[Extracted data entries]
+ + + + + + +

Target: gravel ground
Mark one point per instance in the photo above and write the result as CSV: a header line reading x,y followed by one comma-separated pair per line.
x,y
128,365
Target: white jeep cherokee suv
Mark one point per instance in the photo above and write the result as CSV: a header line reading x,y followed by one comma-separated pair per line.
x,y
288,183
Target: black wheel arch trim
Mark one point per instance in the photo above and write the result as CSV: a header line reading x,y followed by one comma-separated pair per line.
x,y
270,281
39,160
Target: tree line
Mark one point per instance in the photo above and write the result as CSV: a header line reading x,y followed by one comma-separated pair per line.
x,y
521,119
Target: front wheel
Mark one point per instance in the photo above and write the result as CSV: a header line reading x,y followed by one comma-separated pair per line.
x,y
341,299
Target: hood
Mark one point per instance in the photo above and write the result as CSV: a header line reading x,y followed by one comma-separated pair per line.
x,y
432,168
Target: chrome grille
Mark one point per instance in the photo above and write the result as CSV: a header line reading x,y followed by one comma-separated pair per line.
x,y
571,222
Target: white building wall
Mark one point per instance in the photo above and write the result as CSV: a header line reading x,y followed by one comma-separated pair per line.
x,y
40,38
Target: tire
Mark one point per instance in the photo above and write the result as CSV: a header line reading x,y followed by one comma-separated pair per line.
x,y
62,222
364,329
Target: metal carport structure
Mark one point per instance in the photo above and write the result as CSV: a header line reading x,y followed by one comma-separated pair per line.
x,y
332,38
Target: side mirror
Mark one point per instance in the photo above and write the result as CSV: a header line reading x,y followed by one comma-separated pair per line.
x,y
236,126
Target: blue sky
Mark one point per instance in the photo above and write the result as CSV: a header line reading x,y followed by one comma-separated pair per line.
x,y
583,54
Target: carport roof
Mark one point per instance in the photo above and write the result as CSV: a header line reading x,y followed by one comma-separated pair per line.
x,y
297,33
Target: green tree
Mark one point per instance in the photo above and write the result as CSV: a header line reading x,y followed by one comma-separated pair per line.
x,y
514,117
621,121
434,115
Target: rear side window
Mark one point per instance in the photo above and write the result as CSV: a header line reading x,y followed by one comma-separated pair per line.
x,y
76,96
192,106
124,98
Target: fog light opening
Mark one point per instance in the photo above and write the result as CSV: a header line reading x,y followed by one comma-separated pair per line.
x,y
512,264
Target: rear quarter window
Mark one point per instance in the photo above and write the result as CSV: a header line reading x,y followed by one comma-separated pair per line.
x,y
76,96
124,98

+ + + + + + +

Present every line of the records above as a JSON list of strings, with one string per line and any blank lines omitted.

[
  "Target: gravel ground",
  "Mark one point per instance in the photo above and write the result as CSV: a header line reading x,y followed by one comma-separated pair per line.",
  "x,y",
  "128,365",
  "Target: white jeep cherokee suv",
  "Mark one point per instance in the photo above and write the result as CSV: a header line reading x,y followed by one comma-separated pair per line.",
  "x,y",
  "288,183",
  "Target: black wheel arch trim",
  "Mark one point per instance in the photo above and write the result as CSV: a header line reading x,y followed by one comma-separated pair per line.",
  "x,y",
  "270,281",
  "39,160",
  "Target: tree line",
  "Mark one point per instance in the photo above and write the result as CSV: a header line reading x,y followed by one comma-separated pair per line.",
  "x,y",
  "521,119",
  "Target: front wheel",
  "Mark one point per instance in the photo above and write the result as CSV: a header line reading x,y followed by one comma-separated pair per line.",
  "x,y",
  "341,299",
  "Target: hood",
  "Mark one point per instance in the photo above and write the result as CSV: a header line reading x,y followed by one comma-separated pair per line.",
  "x,y",
  "432,168",
  "Target: chrome grille",
  "Mark one point per instance in the photo above and write the result as CSV: a header line reading x,y followed by one comma-separated pair per line.",
  "x,y",
  "571,222",
  "Target: white building wall",
  "Mark one point per instance in the photo above and write the result as CSV: a header line reading x,y followed by one comma-separated pair per line.",
  "x,y",
  "40,38",
  "Target: tire",
  "Mark one point per instance in the photo above and write the result as CSV: a header line reading x,y followed by one comma-separated pair per line.",
  "x,y",
  "62,222",
  "364,329",
  "Target: metal carport structure",
  "Mark one point per instance in the photo above and write the result as CSV: a header line reading x,y followed by one comma-separated pair per line.",
  "x,y",
  "332,38",
  "Target: side mirror",
  "Mark one point per instance in the photo above and write the result as CSV: a header line reading x,y followed by one comma-separated pair per line.",
  "x,y",
  "236,126",
  "Target: blue sky",
  "Mark one point per instance in the photo above and write the result as CSV: a header line reading x,y followed by one comma-separated pair per line.",
  "x,y",
  "583,54",
  "Target: carport roof",
  "Mark one point per instance in the photo above and write the result as CSV: a header line reading x,y followed by one comma-separated pair per line.",
  "x,y",
  "297,33",
  "Target: green tree",
  "Mark one point per instance in the photo above and write the result as CSV: a header line reading x,y followed by one comma-separated pair per line.",
  "x,y",
  "514,117",
  "621,121",
  "434,115",
  "Target: rear side window",
  "Mark one point per instance in the photo above and write the result as CSV: a header line reading x,y followed by one comma-separated pair per line.",
  "x,y",
  "76,96",
  "192,106",
  "124,98",
  "Target: fog light opening",
  "Mark one point per instance in the photo above and write the result as CSV: a header line reading x,y followed by one comma-separated pair per line.",
  "x,y",
  "512,264",
  "Target: rear quarter window",
  "Mark one point per instance in the photo above and write the result as CSV: a header line reading x,y followed by one comma-separated pair per line.",
  "x,y",
  "76,96",
  "124,98"
]